══ Stored data ══

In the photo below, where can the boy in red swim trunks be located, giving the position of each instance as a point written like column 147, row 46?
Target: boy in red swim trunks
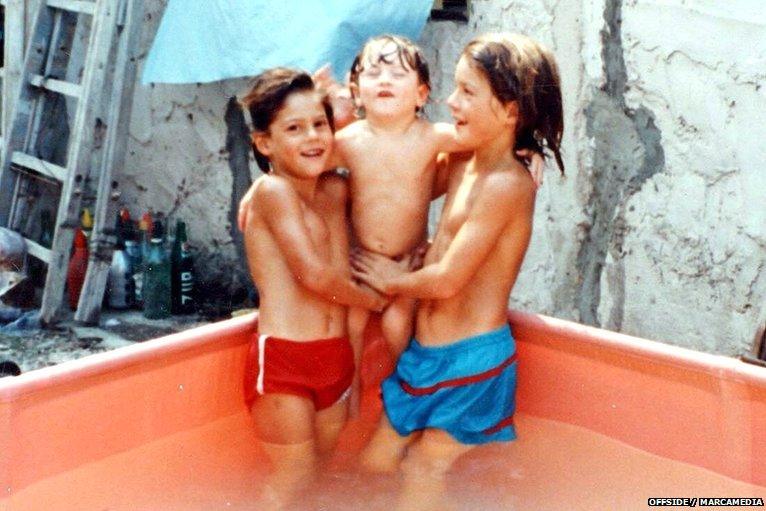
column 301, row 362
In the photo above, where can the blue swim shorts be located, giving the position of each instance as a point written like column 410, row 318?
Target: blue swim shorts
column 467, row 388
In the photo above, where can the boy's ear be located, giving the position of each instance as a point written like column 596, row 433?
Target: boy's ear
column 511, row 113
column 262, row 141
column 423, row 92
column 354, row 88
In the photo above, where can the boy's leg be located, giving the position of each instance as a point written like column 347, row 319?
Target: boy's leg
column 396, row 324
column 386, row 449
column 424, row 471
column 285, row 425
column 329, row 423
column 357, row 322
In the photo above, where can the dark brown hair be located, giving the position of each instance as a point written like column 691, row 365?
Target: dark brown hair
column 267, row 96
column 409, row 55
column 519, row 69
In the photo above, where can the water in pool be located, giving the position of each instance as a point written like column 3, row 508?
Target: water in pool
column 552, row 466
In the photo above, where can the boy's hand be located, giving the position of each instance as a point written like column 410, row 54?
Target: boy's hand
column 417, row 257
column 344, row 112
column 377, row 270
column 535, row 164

═══
══ Stored data ══

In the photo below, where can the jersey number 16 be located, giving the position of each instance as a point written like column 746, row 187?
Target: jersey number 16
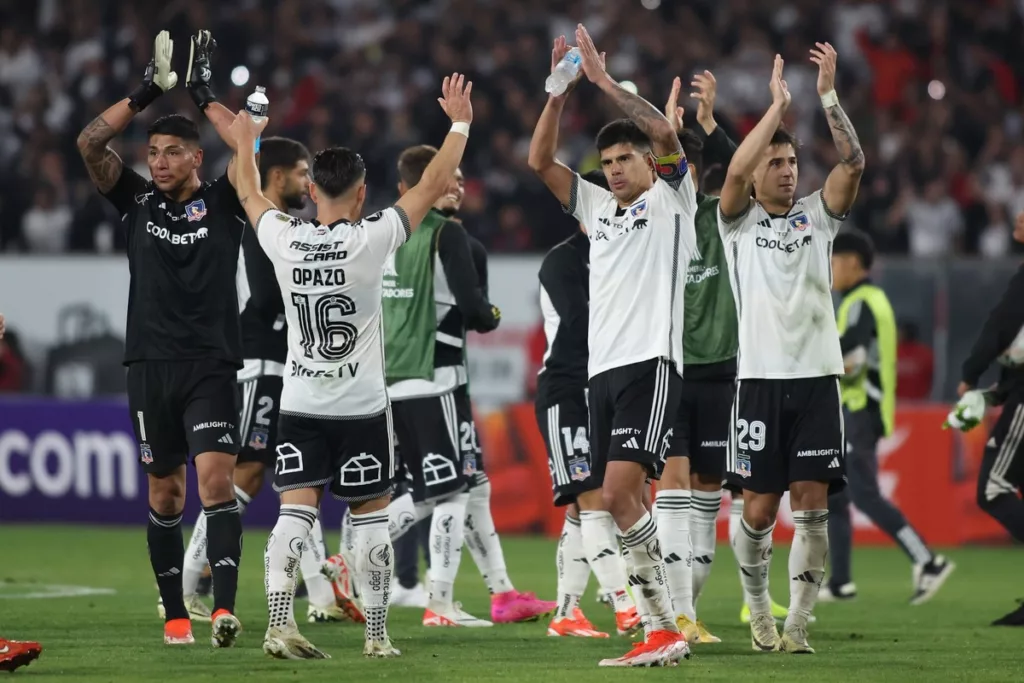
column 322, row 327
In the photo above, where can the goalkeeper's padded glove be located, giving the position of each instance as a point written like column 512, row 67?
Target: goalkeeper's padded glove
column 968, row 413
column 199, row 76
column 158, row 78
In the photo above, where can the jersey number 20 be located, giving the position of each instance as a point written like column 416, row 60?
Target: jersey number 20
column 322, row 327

═══

» What is needed
Only the number is needed: count the lines of the material that include "below".

» Reply
2